══ Information provided

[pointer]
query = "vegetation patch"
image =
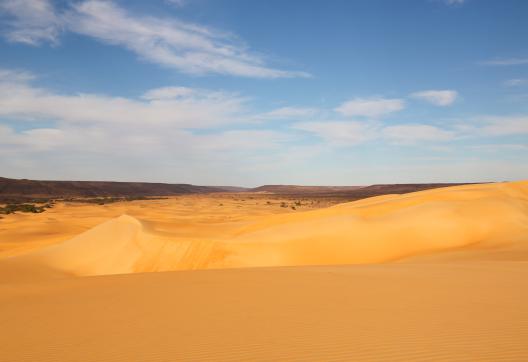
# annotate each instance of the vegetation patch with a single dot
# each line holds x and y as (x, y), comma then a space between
(31, 208)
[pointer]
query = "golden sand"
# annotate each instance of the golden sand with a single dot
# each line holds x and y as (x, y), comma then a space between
(443, 276)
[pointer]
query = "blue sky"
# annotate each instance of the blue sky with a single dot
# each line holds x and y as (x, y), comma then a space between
(255, 92)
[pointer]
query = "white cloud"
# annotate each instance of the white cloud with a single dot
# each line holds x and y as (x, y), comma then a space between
(504, 126)
(340, 132)
(370, 107)
(414, 133)
(175, 106)
(288, 113)
(500, 147)
(178, 3)
(184, 46)
(168, 93)
(454, 2)
(506, 61)
(516, 82)
(441, 98)
(32, 21)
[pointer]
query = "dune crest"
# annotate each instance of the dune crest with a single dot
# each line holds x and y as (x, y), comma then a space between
(373, 230)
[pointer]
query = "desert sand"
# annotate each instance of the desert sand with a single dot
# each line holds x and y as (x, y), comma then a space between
(433, 275)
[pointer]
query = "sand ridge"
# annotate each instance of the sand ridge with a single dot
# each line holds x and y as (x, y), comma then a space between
(373, 230)
(457, 292)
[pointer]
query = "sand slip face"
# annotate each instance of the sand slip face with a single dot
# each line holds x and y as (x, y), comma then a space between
(387, 312)
(380, 229)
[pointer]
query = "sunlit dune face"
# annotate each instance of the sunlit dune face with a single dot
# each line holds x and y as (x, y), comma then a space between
(233, 231)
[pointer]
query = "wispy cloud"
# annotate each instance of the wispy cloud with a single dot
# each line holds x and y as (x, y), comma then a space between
(441, 98)
(454, 2)
(288, 113)
(341, 133)
(504, 126)
(413, 133)
(505, 61)
(31, 21)
(516, 82)
(370, 107)
(176, 107)
(187, 47)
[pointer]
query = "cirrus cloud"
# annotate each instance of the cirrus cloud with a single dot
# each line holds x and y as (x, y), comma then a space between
(441, 98)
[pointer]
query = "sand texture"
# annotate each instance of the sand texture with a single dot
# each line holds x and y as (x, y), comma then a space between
(434, 275)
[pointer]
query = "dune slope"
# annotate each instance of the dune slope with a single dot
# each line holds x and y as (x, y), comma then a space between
(373, 230)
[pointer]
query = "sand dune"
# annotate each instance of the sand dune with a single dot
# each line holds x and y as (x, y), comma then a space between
(373, 230)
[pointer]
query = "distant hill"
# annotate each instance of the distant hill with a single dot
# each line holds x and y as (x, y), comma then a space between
(15, 189)
(348, 192)
(22, 189)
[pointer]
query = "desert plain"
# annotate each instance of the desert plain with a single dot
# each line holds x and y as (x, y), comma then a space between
(433, 275)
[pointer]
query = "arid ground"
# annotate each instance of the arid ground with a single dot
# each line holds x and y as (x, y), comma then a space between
(439, 274)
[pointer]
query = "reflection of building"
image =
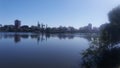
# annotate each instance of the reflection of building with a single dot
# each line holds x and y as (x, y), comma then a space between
(17, 24)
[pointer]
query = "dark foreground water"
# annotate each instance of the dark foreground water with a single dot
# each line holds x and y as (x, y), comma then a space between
(27, 50)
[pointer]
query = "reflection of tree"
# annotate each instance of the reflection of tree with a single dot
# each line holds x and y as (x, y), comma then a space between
(100, 55)
(17, 38)
(105, 52)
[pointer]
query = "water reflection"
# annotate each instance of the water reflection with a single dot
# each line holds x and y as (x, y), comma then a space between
(42, 37)
(102, 53)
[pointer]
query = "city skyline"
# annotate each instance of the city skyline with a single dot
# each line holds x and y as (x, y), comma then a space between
(76, 13)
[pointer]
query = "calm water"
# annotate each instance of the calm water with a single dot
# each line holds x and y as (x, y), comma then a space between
(27, 50)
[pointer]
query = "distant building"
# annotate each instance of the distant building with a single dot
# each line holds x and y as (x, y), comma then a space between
(17, 24)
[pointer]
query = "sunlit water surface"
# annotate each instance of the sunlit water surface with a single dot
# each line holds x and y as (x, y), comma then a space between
(27, 50)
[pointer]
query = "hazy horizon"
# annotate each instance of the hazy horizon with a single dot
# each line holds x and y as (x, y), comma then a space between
(76, 13)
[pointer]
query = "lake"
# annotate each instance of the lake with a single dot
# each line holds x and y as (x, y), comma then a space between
(30, 50)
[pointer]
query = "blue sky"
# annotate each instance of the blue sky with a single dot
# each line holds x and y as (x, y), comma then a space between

════

What is expected = Set down every record once more, word for word, without pictures.

The reply =
[pointer]
query = "vegetation patch"
image =
# annotate each instance of the vegetation patch with a single dot
# each line holds x and y as (x, y), comma then a space between
(31, 208)
[pointer]
query = "golden sand"
# annotate each instance of the golden sand with a single dot
# each line holds x and y as (x, y), comma then a space between
(443, 276)
[pointer]
query = "blue sky"
# annotate each instance of the blue sky with a single dot
# each line holds x and y as (x, y), comma then a space between
(255, 92)
[pointer]
query = "white cloud"
# annotate each instance of the white cloud with a single dot
# each line holds x and y as (x, y), comma then a space between
(504, 126)
(340, 132)
(370, 107)
(414, 133)
(175, 106)
(288, 113)
(500, 147)
(178, 3)
(184, 46)
(168, 93)
(454, 2)
(506, 61)
(516, 82)
(441, 98)
(32, 21)
[pointer]
query = "dune crest"
# annotate each instance of the dune crest with a single dot
# each line holds x and y as (x, y), comma then a space between
(373, 230)
[pointer]
query = "desert sand"
# annotate each instance of the desert sand with a single dot
# each line holds x and y as (x, y), comma then a space between
(433, 275)
[pointer]
query = "sand ridge"
# annotate each instance of the sand ridge with a single dot
# each line holds x and y as (x, y), comma then a space between
(373, 230)
(457, 292)
[pointer]
query = "sand slip face"
# annotate each instance of the sand slip face with a single dot
# each line holds x and y as (x, y), comma then a space between
(387, 312)
(380, 229)
[pointer]
query = "sunlit dune face"
# annotate each instance of the sunlit dune face with a single dot
# each line holds x and y as (x, y), comma then a space between
(233, 231)
[pointer]
query = "wispy cloud"
# annotate each instance of the wispy cloud with a single dot
# each line holds x and y as (x, y), comma then a space between
(441, 98)
(454, 2)
(288, 113)
(341, 133)
(504, 126)
(413, 133)
(505, 61)
(31, 21)
(516, 82)
(370, 107)
(176, 107)
(187, 47)
[pointer]
query = "cirrus cloud"
# annotate each instance of the cirrus cloud with a single dot
# each line holds x and y as (x, y), comma then a space between
(441, 98)
[pointer]
query = "sand texture"
# annotate each instance of the sand texture with a single dot
# each line holds x and y as (x, y), comma then a space between
(434, 275)
[pointer]
query = "dune slope"
# annotate each instance of the dune slope with a single dot
# each line holds x and y as (x, y), comma then a space between
(373, 230)
[pointer]
query = "sand dune"
# annotate each instance of the sand dune with a single dot
# each line holds x and y as (x, y), comma then a space between
(373, 230)
[pointer]
query = "distant hill"
# annotate each instance of the distant hill with a single dot
# each line holds x and y as (x, y), comma then a space between
(15, 189)
(348, 192)
(22, 189)
[pointer]
query = "desert plain"
# annotate each instance of the desert plain with a single dot
# each line holds x and y as (x, y), comma then a space between
(433, 275)
[pointer]
query = "arid ground"
# annotate each instance of the arid ground with a single dot
# each line holds x and y as (x, y), comma then a space between
(439, 274)
[pointer]
query = "reflection of building"
image =
# annotate each instance of the reflection of building with a single dot
# each line holds x and y as (x, y), comma then a space between
(17, 24)
[pointer]
query = "dark foreground water"
# annotate each instance of the dark foreground water with a single dot
# each line holds x and y as (x, y), comma then a space between
(27, 50)
[pointer]
query = "reflection of tree"
# annotate each instance of the reflection of tree with a single dot
# each line holds x and y as (x, y), comma then a space between
(100, 55)
(17, 38)
(105, 52)
[pointer]
query = "water reflection"
# annotate each instance of the water reflection with a single dot
# each line holds x and y as (x, y), comma then a space between
(42, 37)
(102, 53)
[pointer]
query = "city skyline"
# annotate each instance of the city skyline with a single dot
# each line holds x and y as (x, y), comma then a space between
(76, 13)
[pointer]
query = "calm water"
# annotate each instance of the calm water with a single dot
# each line holds x and y as (x, y), comma then a space between
(27, 50)
[pointer]
query = "distant building"
# annotate each instance of the distant building with a single dot
# each line holds x and y as (x, y), comma then a space between
(17, 24)
[pointer]
query = "sunlit water surface"
# annotate each instance of the sunlit water surface with a single dot
# each line holds x and y as (x, y), comma then a space between
(27, 50)
[pointer]
query = "hazy horizon"
# annotate each instance of the hazy horizon with a single dot
# each line holds x and y as (x, y), comma then a space between
(76, 13)
[pointer]
query = "lake"
# annotate each instance of the lake with a single dot
# each line holds x and y as (x, y), comma then a space between
(30, 50)
[pointer]
query = "blue sky"
# annotate each instance of the blue sky with a single dot
# each line holds x and y as (x, y), comma then a space between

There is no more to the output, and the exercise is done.